▶ _Consignes_:
1. Dans le texte sur 1967, recopiez la partie qui commence par les mots "En ce temps-là, l’Europe" et se termine par "vie plus rigides.", en remplaçant "paquebot" par "navire".
2. Relevez tous les noms géographiques (pays, régions, océan, montagnes) que cite le texte sur 1967, chacun une seule fois.

===== Texte à lire

Déformation professionnelle : chaque année, mon anniversaire me ramène au 12 octobre 1967 et au tableau de toute une époque – avec, sous-jacente, cette question forcément nombriliste : « dans quel monde ai-je vu le jour ? »
En ce temps-là, l’Europe était enfin remise du grand cataclysme des années 1940, et la France, enfin sortie du bourbier colonial. Au lendemain de la Guerre des Six-Jours, et sur fond de conflit au Vietnam et au Biafra, le général de Gaulle évoquait, depuis la Pologne, « l’Europe, de l’Atlantique à l’Oural »… Les Français le suivaient sur les sentiers épiques d’une ultime épopée, entre la mise sur pied de la force de frappe et l’installation d’une société de consommation, entre le lancement du paquebot France et les premiers essais de Concorde… Ils étaient, ces Français – à peine plus de six mois avant le grand basculement socio-culturel de Mai 68 – ballotés entre une douceur de vivre bon-enfant et la dureté foncière de modes de vie plus rigides.

==========
===== Liste des données

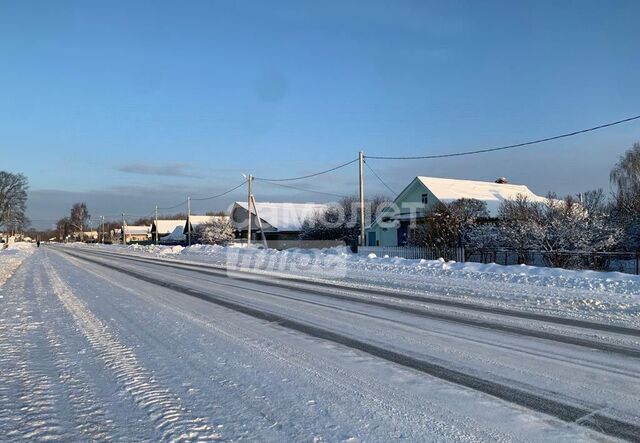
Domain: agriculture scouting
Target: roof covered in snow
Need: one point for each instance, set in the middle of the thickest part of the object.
(137, 230)
(177, 235)
(167, 226)
(283, 217)
(493, 194)
(197, 220)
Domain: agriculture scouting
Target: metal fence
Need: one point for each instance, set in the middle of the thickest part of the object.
(627, 262)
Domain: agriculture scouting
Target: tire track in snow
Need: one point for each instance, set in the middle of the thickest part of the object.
(173, 421)
(89, 417)
(529, 399)
(28, 402)
(387, 398)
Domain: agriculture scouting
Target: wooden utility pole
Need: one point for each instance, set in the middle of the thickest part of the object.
(189, 221)
(156, 224)
(361, 176)
(249, 202)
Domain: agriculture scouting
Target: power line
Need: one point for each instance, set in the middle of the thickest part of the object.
(175, 206)
(380, 179)
(301, 189)
(219, 195)
(502, 148)
(307, 176)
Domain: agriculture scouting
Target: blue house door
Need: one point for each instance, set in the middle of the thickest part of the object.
(403, 232)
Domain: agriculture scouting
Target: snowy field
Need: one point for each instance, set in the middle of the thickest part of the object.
(599, 296)
(123, 344)
(12, 257)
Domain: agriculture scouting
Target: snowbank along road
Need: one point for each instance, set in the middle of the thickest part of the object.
(97, 345)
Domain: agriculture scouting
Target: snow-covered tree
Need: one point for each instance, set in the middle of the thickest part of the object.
(216, 231)
(448, 224)
(625, 178)
(341, 221)
(13, 201)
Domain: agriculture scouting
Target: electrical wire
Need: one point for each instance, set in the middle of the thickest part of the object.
(394, 193)
(220, 195)
(335, 168)
(301, 189)
(502, 148)
(184, 202)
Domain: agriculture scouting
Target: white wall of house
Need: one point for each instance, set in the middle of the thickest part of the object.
(385, 233)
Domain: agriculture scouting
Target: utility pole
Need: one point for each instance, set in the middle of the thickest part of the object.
(189, 220)
(361, 174)
(156, 224)
(249, 198)
(262, 236)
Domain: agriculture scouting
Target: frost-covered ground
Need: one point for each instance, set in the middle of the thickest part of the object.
(91, 353)
(12, 257)
(610, 297)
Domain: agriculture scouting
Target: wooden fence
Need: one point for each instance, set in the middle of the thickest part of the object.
(414, 252)
(627, 262)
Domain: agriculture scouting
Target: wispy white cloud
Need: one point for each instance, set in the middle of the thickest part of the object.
(169, 169)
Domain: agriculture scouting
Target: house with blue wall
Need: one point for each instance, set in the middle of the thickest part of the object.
(392, 227)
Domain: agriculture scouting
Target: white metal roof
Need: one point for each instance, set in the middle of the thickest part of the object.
(285, 217)
(167, 226)
(175, 236)
(493, 194)
(137, 230)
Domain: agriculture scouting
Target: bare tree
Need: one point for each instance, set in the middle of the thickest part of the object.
(217, 231)
(625, 176)
(447, 224)
(13, 201)
(79, 217)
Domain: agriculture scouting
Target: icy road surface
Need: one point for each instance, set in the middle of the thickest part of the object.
(95, 346)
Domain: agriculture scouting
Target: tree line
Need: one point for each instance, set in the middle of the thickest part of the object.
(13, 202)
(591, 222)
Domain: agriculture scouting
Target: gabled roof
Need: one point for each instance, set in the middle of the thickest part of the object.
(283, 217)
(176, 235)
(137, 230)
(166, 226)
(196, 220)
(493, 194)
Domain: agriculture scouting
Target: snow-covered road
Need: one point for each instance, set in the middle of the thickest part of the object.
(97, 346)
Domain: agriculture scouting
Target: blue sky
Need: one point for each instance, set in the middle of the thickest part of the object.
(130, 104)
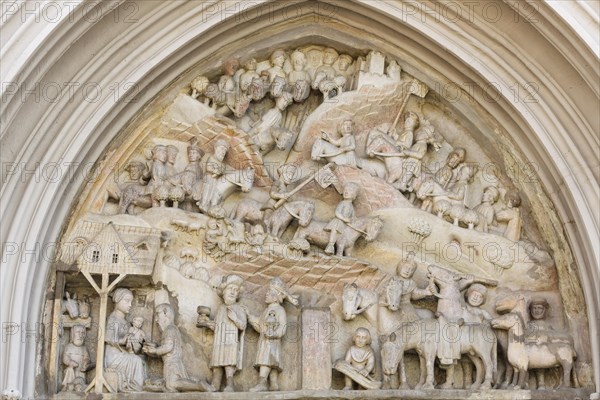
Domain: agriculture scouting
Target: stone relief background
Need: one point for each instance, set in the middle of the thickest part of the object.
(185, 274)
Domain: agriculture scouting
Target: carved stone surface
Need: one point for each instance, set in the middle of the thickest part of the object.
(335, 177)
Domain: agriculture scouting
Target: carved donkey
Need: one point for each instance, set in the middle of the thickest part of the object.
(524, 356)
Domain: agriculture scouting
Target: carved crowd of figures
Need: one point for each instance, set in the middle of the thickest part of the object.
(258, 95)
(459, 329)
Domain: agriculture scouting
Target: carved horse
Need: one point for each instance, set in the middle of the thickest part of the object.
(226, 184)
(524, 356)
(385, 318)
(283, 216)
(516, 304)
(381, 146)
(315, 233)
(411, 336)
(360, 301)
(473, 338)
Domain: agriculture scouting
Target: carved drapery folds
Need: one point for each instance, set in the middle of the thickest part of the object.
(330, 176)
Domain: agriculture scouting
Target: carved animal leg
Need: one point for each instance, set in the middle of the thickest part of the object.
(217, 377)
(274, 380)
(429, 364)
(403, 382)
(387, 382)
(262, 380)
(508, 374)
(515, 377)
(486, 366)
(467, 372)
(522, 377)
(449, 384)
(347, 383)
(566, 378)
(480, 370)
(423, 371)
(229, 371)
(539, 376)
(340, 245)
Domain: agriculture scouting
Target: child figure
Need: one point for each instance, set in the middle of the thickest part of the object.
(360, 356)
(475, 297)
(344, 215)
(272, 326)
(136, 336)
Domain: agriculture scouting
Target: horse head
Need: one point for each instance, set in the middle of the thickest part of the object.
(350, 301)
(442, 275)
(84, 307)
(393, 293)
(505, 321)
(284, 138)
(508, 303)
(374, 226)
(306, 214)
(390, 355)
(380, 144)
(247, 179)
(71, 305)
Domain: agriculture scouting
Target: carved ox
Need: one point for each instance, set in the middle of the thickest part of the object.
(524, 356)
(315, 233)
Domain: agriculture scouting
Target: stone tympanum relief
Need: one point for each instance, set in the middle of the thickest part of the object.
(319, 217)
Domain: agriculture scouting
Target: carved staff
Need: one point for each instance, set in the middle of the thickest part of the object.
(324, 177)
(417, 88)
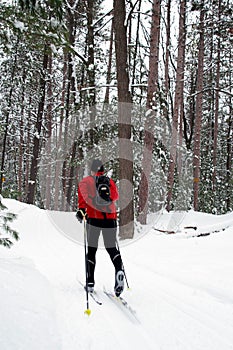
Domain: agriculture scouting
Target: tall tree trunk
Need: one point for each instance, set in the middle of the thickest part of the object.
(7, 116)
(216, 112)
(124, 120)
(198, 119)
(152, 97)
(37, 133)
(178, 103)
(48, 142)
(108, 78)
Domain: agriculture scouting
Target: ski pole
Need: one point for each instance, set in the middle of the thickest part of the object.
(122, 265)
(87, 311)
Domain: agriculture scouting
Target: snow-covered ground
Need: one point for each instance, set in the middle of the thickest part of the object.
(181, 286)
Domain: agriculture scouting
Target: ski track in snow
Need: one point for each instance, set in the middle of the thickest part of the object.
(180, 303)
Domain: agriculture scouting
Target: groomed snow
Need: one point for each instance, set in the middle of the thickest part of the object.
(181, 286)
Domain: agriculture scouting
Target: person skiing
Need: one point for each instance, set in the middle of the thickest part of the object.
(100, 219)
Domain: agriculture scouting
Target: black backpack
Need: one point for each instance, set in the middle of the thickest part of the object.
(102, 198)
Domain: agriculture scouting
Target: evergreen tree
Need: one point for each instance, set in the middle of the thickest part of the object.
(7, 234)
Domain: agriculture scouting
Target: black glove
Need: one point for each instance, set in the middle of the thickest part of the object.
(81, 213)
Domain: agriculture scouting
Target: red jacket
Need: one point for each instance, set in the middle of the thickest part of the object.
(86, 195)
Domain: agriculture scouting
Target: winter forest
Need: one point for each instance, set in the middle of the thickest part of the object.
(145, 85)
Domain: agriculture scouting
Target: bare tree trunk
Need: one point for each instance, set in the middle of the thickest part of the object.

==========

▶ _Réponses aux consignes_:
1.
En ce temps-là, l’Europe était enfin remise du grand cataclysme des années 1940, et la France, enfin sortie du bourbier colonial. Au lendemain de la Guerre des Six-Jours, et sur fond de conflit au Vietnam et au Biafra, le général de Gaulle évoquait, depuis la Pologne, « l’Europe, de l’Atlantique à l’Oural »… Les Français le suivaient sur les sentiers épiques d’une ultime épopée, entre la mise sur pied de la force de frappe et l’installation d’une société de consommation, entre le lancement du navire France et les premiers essais de Concorde… Ils étaient, ces Français – à peine plus de six mois avant le grand basculement socio-culturel de Mai 68 – ballotés entre une douceur de vivre bon-enfant et la dureté foncière de modes de vie plus rigides.

2. Europe, France, Vietnam, Biafra, Pologne, Atlantique, Oural